Но не таковы тамплиеры:

Они выступают и являются по знаку своего командира; они носят одеяние, выдаваемое им, не стремясь ни к другим одеждам, ни к иной пище. Они остерегаются любого излишества в еде или одеждах, желая только необходимого. Они живут все вместе, без женщин и детей. И чтобы всего было достаточно в их ангельском совершенстве, все они живут под одним кровом, не имея ничего, что было бы их собственным, объединенные в почитании Бога своим уставом.

Среди них не найдут ни ленивых, ни праздных; когда они не на службе (что случается лишь изредка) или не заняты вкушением хлеба своего, воздавая благодарение Небесам, они занимаются починкой своих одежд или оружия, разорванных или искромсанных; или же они делают то, что их магистр им прикажет, или то, на что указывают им нужды их Дома. Ни один из них не является нижестоящим; они почитают наилучшего, а не самого знатного; между собой ведут себя учтиво и следуют заповеди Христа, помогая друг другу.

Дерзкие речи, ненужные поступки, неумеренный смех, жалобы и ропот, если они замечены, не остаются безнаказанными. Они ненавидят шахматы и кости; им отвратительна охота; они не находят обычного удовольствия в смешной погоне за птицами. Они избегают мимов, фокусников и жонглеров и питают отвращение к ним, к песням легкомысленным и глупым. Они стригут волосы коротко, зная, что, согласно Апостолу,{19} мужчине не пристало ухаживать за своими волосами. Их никогда не видят причесанными, редко — умытыми, обычно — с всклокоченной бородой, пропахшими пылью, изможденными тяжестью доспехов и жарой <…>[103]

Этот грубоватый и нечистоплотный воин, противостоящий всем соблазнам Востока, быть может, никогда и не существовал за пределами воображения св. Бернара. Если первые Бедные рыцари и походили на него, то они уже не являлись образцом для Жоффруа Фуше, Осто де Сент-Омера, на равных общавшихся с самой высокой французской или нормандской знатью и вскоре ставших приближенными Людовика VII Французского и Генриха II Английского. Тамплиеры не были аскетами. «Memento Finis»,[104] начертанное на форзаце их устава, может истолковываться двояко: «Думай о своем конце», — но также и «Думай о своей цели». Статуты являются трактатом о здравомыслии, ибо все должно делаться разумно (что равноценно — следуя Богу) и на благо Дома, но тем не менее — славно и достойным для ордена Храма образом.

## Исходные данные
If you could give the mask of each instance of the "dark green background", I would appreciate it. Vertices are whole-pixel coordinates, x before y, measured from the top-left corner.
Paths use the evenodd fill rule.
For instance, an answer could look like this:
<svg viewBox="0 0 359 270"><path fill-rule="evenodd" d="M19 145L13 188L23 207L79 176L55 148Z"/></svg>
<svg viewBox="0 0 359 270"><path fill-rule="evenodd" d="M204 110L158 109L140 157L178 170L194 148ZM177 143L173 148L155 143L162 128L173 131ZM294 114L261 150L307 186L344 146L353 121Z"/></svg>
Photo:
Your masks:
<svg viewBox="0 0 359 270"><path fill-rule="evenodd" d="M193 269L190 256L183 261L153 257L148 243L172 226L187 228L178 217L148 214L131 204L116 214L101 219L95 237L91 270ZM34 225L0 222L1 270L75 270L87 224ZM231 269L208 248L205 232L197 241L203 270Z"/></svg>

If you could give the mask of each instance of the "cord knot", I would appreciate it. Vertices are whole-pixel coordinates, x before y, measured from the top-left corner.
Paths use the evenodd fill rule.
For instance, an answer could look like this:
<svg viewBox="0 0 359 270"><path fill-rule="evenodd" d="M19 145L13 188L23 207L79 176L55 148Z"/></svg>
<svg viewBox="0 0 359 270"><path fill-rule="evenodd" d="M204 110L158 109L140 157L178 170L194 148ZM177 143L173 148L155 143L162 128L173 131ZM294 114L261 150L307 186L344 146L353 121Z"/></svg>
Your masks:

## Задание 1
Что, согласно тексту о тамплиерах, начертано на форзаце их устава?
## Задание 2
Определите, соответствуют ли тексту о тамплиерах следующие утверждения: (a) тамплиеры живут вместе с женами и детьми; (b) тамплиеры оказывают почет самому знатному из своих братьев; (c) тамплиеры коротко стригут волосы.
Материал здесь никак не используется.

## Подробный ответ 1
На форзаце устава начертано «Memento Finis».

## Подробный ответ 2
(a) Нет: «Они живут все вместе, без женщин и детей».
(b) Нет: «они почитают наилучшего, а не самого знатного».
(c) Да: «Они стригут волосы коротко».